◆ **EXTRACTED TEXT**:
Coffee and chocolate are often compared thanks to the overlap between their growing regions and the similarities in flavor notes. Both coffee and cacao share a huge flavor profile; over 600 aromatic compounds in cacao and more than 1000 in coffee! Let’s dig into more similarities and differences between the two gorgeous plants!
Coffee and cacao come obviously from two very different plants, from two different continents. Cocoa comes from Theobroma cacao also known as ‘fruit of the gods’- an evergreen tree with fruits and flowers growing directly on its trunk. An oblong fruit, called a pod, differs in size, depending on species and is as colorful as one can imagine (red, yellow, purple, mixed colors) and each pod contains 20-60 cocoa beans, surrounded by sugary and fragrant pulp. Approximately 7-14 pods are necessary to produce 450 grams of cocoa beans. Just to remind, coffee beans come from coffee cherries that produce two beans per cherry.

◆ **SOURCE DATA**:
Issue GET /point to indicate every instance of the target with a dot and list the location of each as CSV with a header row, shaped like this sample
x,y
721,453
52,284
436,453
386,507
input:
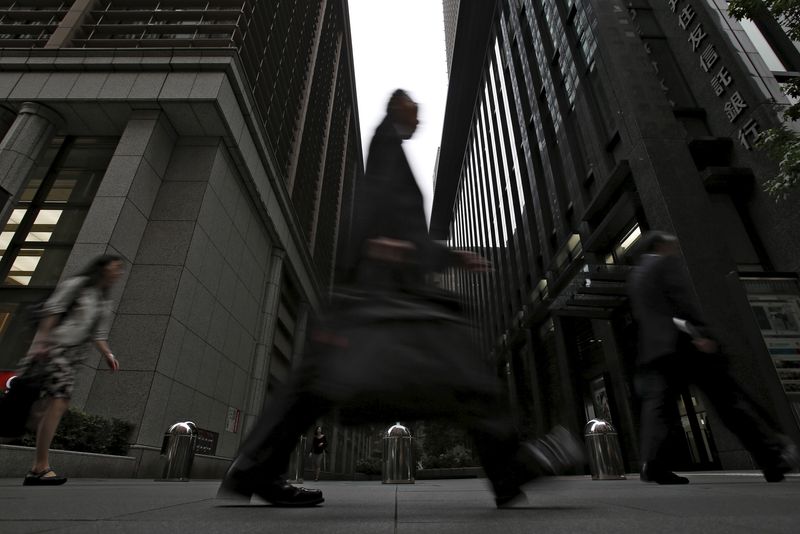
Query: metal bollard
x,y
605,456
398,456
177,451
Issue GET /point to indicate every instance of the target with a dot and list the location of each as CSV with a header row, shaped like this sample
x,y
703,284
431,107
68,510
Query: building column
x,y
326,138
259,374
301,116
299,335
26,139
571,412
620,391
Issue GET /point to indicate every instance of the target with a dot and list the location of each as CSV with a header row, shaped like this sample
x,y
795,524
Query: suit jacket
x,y
659,290
390,204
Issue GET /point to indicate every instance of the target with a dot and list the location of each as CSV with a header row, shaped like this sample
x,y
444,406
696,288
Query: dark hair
x,y
396,100
654,239
94,270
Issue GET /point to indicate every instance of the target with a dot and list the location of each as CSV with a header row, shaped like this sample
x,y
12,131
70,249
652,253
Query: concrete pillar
x,y
624,423
30,133
299,335
323,164
301,116
571,412
115,224
259,374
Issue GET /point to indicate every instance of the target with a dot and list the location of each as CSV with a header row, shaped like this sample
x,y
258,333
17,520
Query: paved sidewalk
x,y
713,503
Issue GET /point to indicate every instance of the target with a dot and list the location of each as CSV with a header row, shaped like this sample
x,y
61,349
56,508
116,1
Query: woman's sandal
x,y
42,479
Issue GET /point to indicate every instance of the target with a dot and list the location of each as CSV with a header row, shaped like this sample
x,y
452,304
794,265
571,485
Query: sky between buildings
x,y
400,44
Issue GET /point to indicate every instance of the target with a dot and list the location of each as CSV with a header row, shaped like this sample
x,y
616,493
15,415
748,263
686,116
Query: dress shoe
x,y
241,485
663,477
556,453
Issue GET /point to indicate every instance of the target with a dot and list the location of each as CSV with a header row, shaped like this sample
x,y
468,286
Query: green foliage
x,y
786,11
782,144
445,446
79,431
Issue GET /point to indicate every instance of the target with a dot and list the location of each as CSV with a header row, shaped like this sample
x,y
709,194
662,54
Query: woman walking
x,y
78,311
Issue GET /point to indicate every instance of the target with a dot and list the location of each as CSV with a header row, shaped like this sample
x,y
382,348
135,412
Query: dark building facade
x,y
215,146
573,126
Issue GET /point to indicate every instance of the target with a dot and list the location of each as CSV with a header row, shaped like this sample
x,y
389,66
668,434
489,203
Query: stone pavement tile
x,y
86,499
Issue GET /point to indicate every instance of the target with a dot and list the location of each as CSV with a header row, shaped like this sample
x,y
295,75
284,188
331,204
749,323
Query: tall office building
x,y
215,146
584,124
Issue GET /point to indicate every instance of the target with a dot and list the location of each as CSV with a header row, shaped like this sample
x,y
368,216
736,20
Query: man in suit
x,y
676,348
393,346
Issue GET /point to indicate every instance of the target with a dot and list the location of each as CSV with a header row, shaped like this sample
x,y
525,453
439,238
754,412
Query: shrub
x,y
79,431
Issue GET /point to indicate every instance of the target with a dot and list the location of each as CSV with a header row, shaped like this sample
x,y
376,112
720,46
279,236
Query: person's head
x,y
660,243
103,271
403,112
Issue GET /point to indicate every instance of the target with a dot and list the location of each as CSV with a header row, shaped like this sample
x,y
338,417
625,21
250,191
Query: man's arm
x,y
678,292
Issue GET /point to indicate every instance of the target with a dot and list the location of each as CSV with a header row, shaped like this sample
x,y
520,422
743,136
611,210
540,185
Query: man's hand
x,y
706,345
473,262
390,250
40,349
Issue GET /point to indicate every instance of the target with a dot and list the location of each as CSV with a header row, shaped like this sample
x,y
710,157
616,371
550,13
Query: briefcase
x,y
16,405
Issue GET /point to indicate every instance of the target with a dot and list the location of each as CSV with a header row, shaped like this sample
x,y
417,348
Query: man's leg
x,y
742,416
264,455
658,417
510,463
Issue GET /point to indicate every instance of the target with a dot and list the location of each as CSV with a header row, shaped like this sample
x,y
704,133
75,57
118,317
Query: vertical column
x,y
570,411
259,374
70,24
322,165
299,335
619,389
115,224
22,145
301,116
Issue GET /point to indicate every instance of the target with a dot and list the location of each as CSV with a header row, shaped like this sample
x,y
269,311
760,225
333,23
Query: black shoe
x,y
242,484
661,477
48,477
510,499
556,453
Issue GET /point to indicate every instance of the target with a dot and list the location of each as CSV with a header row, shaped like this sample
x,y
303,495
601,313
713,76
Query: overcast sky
x,y
400,44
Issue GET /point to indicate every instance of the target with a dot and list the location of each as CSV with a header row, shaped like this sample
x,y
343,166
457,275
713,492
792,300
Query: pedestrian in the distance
x,y
319,446
676,348
79,311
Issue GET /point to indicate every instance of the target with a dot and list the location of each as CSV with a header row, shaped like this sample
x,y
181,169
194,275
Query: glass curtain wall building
x,y
573,126
215,146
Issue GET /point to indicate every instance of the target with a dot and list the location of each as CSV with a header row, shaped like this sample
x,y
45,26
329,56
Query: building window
x,y
619,250
38,237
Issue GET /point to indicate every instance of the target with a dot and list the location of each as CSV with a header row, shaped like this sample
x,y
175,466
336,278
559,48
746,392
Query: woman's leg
x,y
46,430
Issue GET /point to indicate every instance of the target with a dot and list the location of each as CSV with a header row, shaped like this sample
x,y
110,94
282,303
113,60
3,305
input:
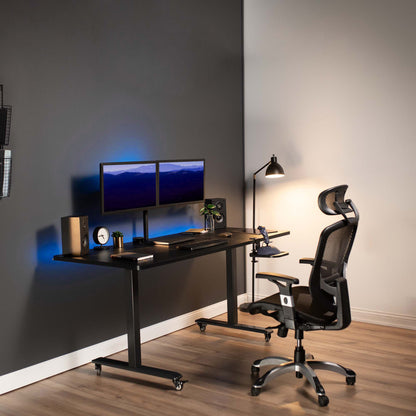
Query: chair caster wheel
x,y
178,383
202,327
350,380
323,401
98,369
255,391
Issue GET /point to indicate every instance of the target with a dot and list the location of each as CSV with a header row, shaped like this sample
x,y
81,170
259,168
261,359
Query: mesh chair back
x,y
333,251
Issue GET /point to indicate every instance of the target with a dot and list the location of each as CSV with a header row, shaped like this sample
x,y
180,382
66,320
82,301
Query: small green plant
x,y
209,209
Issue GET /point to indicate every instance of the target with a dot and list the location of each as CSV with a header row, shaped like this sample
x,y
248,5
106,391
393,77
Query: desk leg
x,y
232,309
134,345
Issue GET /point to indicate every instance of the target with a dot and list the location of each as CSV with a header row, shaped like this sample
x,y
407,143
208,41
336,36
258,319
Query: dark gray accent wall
x,y
97,81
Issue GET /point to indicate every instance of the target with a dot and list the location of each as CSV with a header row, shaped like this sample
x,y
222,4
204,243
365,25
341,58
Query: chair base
x,y
302,368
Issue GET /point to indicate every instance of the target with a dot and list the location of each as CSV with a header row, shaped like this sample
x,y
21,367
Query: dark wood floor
x,y
217,364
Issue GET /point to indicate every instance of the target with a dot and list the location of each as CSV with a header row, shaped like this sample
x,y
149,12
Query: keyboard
x,y
199,245
171,240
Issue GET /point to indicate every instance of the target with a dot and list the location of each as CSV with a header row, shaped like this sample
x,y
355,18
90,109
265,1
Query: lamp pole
x,y
273,170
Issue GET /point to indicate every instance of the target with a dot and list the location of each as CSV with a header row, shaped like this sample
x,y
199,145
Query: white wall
x,y
330,87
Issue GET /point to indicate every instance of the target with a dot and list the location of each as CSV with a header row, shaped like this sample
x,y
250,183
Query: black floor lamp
x,y
274,170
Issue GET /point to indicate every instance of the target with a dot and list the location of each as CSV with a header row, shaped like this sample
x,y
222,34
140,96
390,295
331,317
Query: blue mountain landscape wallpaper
x,y
181,182
129,186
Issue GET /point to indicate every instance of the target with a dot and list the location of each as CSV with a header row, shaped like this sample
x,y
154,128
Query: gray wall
x,y
94,81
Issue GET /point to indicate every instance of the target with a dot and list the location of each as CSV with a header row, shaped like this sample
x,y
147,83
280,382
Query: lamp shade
x,y
274,170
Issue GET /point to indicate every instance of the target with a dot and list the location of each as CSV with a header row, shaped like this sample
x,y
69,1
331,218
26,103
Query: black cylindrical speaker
x,y
5,120
75,241
220,221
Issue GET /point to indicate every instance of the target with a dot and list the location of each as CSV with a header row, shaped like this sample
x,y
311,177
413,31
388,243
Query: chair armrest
x,y
279,279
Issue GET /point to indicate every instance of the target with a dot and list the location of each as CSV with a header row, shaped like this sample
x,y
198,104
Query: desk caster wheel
x,y
323,401
202,327
178,384
350,380
98,369
255,391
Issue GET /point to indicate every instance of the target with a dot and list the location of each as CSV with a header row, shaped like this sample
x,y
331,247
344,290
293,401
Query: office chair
x,y
323,305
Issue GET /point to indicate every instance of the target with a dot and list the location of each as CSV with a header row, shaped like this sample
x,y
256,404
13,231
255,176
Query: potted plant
x,y
209,211
117,239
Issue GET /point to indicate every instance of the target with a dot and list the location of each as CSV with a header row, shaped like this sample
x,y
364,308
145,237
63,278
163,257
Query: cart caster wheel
x,y
255,391
350,380
98,369
202,327
323,401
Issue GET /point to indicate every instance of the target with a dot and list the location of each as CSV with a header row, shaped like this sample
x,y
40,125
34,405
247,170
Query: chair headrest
x,y
332,201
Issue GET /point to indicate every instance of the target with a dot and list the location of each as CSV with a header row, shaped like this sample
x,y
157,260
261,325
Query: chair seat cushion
x,y
306,309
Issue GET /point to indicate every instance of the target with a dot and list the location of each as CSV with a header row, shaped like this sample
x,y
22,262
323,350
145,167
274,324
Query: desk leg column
x,y
133,322
231,287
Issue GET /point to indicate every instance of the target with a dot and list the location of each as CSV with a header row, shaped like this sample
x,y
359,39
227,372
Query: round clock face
x,y
101,235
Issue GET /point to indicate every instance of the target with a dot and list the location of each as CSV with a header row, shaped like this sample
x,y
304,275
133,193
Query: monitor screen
x,y
127,186
181,182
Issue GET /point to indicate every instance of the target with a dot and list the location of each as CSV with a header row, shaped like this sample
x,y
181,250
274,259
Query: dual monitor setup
x,y
139,186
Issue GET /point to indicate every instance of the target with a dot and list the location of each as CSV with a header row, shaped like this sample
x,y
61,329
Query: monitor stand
x,y
144,241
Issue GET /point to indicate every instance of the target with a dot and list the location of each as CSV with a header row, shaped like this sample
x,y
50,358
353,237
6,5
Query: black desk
x,y
165,255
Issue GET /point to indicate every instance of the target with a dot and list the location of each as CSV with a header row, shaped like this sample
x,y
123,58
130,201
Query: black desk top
x,y
167,254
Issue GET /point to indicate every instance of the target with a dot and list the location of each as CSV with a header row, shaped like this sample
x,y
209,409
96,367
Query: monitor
x,y
127,186
181,182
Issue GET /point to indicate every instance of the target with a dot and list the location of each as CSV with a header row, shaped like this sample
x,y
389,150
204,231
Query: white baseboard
x,y
383,318
371,317
37,372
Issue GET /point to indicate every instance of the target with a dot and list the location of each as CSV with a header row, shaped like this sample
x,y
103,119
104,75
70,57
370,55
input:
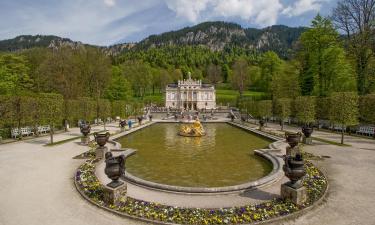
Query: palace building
x,y
190,95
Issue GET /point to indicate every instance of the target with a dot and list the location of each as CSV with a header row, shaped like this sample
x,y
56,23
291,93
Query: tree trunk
x,y
342,135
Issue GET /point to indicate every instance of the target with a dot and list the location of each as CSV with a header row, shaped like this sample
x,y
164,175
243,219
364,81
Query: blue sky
x,y
105,22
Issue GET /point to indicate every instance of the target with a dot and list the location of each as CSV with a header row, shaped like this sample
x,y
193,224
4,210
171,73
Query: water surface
x,y
224,157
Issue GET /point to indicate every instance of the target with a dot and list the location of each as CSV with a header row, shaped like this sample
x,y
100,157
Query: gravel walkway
x,y
36,184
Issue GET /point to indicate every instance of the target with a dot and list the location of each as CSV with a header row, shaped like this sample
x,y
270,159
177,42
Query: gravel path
x,y
36,184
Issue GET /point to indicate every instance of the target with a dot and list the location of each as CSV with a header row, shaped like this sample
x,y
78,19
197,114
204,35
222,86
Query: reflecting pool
x,y
223,157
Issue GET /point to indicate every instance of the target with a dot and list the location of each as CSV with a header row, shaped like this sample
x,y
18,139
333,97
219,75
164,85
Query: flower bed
x,y
87,182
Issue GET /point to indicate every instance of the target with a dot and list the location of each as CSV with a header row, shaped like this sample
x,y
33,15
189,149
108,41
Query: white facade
x,y
190,95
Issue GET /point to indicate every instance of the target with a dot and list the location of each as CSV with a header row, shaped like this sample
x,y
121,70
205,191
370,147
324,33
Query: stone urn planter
x,y
85,129
292,139
294,169
139,120
307,131
114,168
122,124
101,138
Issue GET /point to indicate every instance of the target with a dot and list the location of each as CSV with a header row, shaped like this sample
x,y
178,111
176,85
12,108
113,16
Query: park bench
x,y
338,128
15,133
26,131
366,130
44,129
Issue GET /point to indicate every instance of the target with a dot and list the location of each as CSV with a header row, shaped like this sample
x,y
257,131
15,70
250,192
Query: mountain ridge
x,y
215,35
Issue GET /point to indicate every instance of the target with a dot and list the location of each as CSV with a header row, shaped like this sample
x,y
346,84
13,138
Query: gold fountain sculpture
x,y
194,129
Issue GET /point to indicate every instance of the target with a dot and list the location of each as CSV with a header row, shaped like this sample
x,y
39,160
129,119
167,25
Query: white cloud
x,y
302,6
110,3
259,12
189,9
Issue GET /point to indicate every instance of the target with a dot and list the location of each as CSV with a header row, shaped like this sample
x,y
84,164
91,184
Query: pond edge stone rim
x,y
268,154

◆ **TASKS TO PERFORM**:
1) Write out the passage of the coffee and cacao text above the rows between "Coffee and cacao come" and "beans per cherry.", inclusive.
2) Condense the paragraph of the coffee and cacao text beginning "Coffee and cacao come obviously" into a short bulleted list that keeps its main facts.
3) Carry on writing the coffee and cacao text from the point where it stops.

◆ **ANSWERS TO THE EXERCISE**:
1)
Coffee and cacao come obviously from two very different plants, from two different continents. Cocoa comes from Theobroma cacao also known as ‘fruit of the gods’- an evergreen tree with fruits and flowers growing directly on its trunk. An oblong fruit, called a pod, differs in size, depending on species and is as colorful as one can imagine (red, yellow, purple, mixed colors) and each pod contains 20-60 cocoa beans, surrounded by sugary and fragrant pulp. Approximately 7-14 pods are necessary to produce 450 grams of cocoa beans. Just to remind, coffee beans come from coffee cherries that produce two beans per cherry.

2)
- Coffee and cacao come from two very different plants on two different continents.
- Cocoa comes from Theobroma cacao ("fruit of the gods"), an evergreen tree whose fruits and flowers grow directly on its trunk.
- Its oblong fruit, the pod, varies in size by species and comes in many colors (red, yellow, purple, mixed).
- Each pod holds 20-60 cocoa beans surrounded by sugary, fragrant pulp.
- About 7-14 pods are needed to produce 450 grams of cocoa beans.
- Coffee beans come from coffee cherries, with two beans per cherry.

3)
Just like coffee trees, cacao flourishes in cocoa belt: along or near the Equator in Latin America, the tropics of western Africa, Asia and India. Originaly, Lower Amazon (South America) is home to cacao, yet now is best grown in Africa. And coffee comes from Africa and Arabia (Ethiopia and Yemen), and now is best grown in South America, kind of a switch there, but it works. 😊
Coffee has two main species: Arabica and Robusta, from which various varieties have developed over time (e.g. Caturra, Typica, Bourbon, Castillo). Cocoa beans also have different varietals – researchers are still finding new genetics, but now we know that there are more than 10 major families of cacao (before cacao was classified into only 3 varieties/genetics – Criollo/Forastero/Trinitario). And CCN-51, which is a clone with high yield, great resistance to diseases. Criollo is delicate, fine, more expensive, white beans but less productive. Forastero is more disease resistant, heartier yet poorer quality. Trinitario is the Goldilocks in-between. Each varietal has unique characteristics in terms of appearance and especially flavor. Importantly, every step of the process has influence over its end-flavor. The main guys are: genetics, terroir and fermentation at origin, and roasting and conching (just for chocolate). Even transportation and storing will have an impact.
Additionally, chocolate and coffee differ in its description usage of “dark”. For chocolate, a “dark” chocolate is a reference to the ratio of cocoa solids to other ingredients. Thus the higher the concentration of cocoa solids and cocoa butter, the more “dark” it is. Craft chocolate bar is made using very few ingredients, sometimes only two: cocoa and sugar. However, when talking about coffee, “dark” means the type of roast. A dark roast means the coffee was over roasted to achieve a specific flavor profile, such as smokey, burnt and caramel tasting notes. A light roast means that the coffee was a bit less roasted and preserves flavors of the bean’s origin like the fruity and floral notes.